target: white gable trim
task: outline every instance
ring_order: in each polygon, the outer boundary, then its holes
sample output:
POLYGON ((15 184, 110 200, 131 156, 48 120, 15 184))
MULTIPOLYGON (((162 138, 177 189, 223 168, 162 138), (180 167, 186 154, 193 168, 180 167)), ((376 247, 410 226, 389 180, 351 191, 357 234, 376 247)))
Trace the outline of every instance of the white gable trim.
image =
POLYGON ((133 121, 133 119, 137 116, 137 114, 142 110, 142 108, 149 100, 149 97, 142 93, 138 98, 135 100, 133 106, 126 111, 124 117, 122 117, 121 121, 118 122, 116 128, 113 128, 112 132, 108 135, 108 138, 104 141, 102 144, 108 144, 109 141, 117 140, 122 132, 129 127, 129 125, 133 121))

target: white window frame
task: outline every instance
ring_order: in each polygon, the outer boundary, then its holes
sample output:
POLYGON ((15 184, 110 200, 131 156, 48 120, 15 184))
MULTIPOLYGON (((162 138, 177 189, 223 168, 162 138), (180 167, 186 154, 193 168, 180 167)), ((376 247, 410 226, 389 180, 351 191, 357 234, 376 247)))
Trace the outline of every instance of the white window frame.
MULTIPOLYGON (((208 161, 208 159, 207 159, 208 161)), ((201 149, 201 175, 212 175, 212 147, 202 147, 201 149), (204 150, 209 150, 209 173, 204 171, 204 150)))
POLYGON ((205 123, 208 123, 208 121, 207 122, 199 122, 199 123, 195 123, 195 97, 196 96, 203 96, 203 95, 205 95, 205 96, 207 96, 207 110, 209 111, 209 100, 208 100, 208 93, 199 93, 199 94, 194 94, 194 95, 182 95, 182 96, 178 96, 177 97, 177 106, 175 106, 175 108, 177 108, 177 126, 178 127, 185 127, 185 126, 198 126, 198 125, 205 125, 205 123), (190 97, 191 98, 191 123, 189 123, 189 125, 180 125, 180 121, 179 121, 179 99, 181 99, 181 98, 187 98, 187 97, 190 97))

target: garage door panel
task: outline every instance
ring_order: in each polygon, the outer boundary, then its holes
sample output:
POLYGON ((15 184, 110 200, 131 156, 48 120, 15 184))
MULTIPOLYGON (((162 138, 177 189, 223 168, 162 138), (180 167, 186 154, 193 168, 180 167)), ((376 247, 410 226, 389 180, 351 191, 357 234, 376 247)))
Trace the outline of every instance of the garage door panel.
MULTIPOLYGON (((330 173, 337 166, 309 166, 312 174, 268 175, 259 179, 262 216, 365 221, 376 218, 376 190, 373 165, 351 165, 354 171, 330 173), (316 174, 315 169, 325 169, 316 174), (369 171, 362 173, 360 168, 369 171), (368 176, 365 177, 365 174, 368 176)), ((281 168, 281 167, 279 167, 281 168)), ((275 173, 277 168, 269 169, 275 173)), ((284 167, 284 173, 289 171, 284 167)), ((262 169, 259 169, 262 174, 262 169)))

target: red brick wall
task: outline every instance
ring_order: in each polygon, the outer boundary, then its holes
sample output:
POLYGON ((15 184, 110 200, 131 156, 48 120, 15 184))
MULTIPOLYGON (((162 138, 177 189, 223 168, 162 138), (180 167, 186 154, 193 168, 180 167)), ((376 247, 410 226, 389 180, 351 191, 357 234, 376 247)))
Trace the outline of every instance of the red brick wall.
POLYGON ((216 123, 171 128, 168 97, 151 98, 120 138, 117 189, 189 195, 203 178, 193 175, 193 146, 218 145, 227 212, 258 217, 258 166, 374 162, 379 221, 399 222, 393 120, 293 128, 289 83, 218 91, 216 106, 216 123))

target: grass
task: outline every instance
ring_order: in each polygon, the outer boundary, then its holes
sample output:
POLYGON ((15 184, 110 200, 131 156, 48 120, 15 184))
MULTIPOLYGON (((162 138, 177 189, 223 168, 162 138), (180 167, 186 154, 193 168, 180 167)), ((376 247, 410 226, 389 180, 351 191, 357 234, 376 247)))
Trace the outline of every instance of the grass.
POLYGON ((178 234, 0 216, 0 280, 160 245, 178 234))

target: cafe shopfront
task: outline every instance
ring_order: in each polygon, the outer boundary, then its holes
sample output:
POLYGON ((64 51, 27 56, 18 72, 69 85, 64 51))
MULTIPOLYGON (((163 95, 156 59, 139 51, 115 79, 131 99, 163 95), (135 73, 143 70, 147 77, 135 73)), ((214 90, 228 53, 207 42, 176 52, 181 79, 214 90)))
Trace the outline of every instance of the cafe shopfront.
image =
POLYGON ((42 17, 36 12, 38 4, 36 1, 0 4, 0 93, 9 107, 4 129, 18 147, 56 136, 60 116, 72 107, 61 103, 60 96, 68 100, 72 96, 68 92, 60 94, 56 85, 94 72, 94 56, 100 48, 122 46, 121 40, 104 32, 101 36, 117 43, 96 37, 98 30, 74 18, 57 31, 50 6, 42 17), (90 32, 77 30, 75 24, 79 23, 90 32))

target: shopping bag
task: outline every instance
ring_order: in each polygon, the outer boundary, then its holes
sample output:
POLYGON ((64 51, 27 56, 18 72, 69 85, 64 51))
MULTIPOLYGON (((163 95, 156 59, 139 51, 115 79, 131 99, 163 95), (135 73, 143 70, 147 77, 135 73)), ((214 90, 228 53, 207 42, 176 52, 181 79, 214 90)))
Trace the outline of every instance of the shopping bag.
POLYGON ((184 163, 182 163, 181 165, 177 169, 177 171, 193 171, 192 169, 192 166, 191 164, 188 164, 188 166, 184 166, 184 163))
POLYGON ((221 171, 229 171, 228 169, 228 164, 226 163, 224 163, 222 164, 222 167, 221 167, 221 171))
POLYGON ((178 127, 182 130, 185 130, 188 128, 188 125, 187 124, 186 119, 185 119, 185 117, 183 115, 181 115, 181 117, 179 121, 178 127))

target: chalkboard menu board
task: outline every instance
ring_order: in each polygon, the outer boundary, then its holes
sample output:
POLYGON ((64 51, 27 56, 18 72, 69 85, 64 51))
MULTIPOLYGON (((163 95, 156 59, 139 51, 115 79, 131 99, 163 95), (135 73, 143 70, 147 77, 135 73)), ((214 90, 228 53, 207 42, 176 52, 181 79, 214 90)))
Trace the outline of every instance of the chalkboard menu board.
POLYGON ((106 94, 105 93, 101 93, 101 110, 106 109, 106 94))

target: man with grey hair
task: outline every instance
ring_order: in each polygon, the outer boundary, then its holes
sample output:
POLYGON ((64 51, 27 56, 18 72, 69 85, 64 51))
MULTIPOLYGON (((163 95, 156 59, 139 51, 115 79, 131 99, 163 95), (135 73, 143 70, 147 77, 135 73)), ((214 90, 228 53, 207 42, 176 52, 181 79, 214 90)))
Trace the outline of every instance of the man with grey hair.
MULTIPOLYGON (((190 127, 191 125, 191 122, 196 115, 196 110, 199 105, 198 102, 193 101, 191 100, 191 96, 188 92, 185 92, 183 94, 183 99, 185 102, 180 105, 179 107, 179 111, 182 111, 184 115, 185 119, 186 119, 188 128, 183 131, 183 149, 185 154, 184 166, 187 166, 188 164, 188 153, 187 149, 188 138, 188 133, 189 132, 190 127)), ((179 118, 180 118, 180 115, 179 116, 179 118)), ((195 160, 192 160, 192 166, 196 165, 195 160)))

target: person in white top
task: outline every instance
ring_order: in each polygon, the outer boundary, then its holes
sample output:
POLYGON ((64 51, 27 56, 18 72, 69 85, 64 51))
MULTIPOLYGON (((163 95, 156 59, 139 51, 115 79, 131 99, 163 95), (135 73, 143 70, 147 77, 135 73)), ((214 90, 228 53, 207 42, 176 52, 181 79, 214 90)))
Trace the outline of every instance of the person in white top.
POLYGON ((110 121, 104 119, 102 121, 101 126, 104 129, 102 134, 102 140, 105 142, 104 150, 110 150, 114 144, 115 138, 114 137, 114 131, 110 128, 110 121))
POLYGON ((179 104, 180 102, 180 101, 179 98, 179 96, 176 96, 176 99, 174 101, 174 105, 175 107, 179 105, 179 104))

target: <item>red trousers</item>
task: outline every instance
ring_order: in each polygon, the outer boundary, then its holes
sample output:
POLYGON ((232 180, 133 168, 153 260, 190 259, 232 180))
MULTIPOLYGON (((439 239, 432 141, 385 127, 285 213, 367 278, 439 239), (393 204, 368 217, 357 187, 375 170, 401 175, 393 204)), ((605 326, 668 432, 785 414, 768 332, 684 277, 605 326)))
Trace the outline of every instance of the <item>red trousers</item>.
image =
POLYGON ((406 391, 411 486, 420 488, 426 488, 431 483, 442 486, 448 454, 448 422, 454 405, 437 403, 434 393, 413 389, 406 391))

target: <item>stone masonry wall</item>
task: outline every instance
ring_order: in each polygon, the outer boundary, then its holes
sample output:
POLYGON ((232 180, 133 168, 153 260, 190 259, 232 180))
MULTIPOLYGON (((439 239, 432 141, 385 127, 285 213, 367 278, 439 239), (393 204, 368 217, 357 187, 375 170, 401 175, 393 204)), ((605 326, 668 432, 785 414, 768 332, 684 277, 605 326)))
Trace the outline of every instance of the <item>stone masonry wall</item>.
--------------------
#### What the exercise asks:
Reproduce the part of the listing above that opens with the line containing "target: person in white top" and closes with the line containing "POLYGON ((110 121, 104", both included, keeping every character as it stands.

#### Task solution:
target: person in white top
task: outline every instance
ring_order: in each polygon, the outer boundary, then its holes
sample output:
POLYGON ((64 51, 27 56, 18 72, 69 85, 64 51))
MULTIPOLYGON (((163 95, 156 59, 139 51, 115 79, 131 99, 163 95), (135 73, 143 70, 147 77, 135 73)), ((214 90, 228 53, 207 42, 176 52, 181 79, 214 90)))
Trace the outline of every instance of the person in white top.
POLYGON ((110 121, 104 119, 102 121, 101 126, 104 129, 102 134, 102 140, 105 142, 104 150, 110 150, 114 144, 115 138, 114 137, 114 131, 110 128, 110 121))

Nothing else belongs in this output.